» **TASK BRIEF**:
Within the records, determine how many lines contain the word "positive". Your reply must consist of that number only.
┌─ EXCERPTED RECORDS
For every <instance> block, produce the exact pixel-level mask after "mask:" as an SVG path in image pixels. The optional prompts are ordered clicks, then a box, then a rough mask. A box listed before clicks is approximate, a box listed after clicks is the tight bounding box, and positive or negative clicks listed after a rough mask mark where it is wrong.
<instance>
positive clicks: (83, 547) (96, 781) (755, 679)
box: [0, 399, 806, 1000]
└─
┌─ EXCERPTED RECORDS
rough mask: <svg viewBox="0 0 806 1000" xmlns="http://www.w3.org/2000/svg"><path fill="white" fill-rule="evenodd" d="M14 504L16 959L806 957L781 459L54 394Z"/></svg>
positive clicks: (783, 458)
└─
» **YOUR RESPONSE**:
3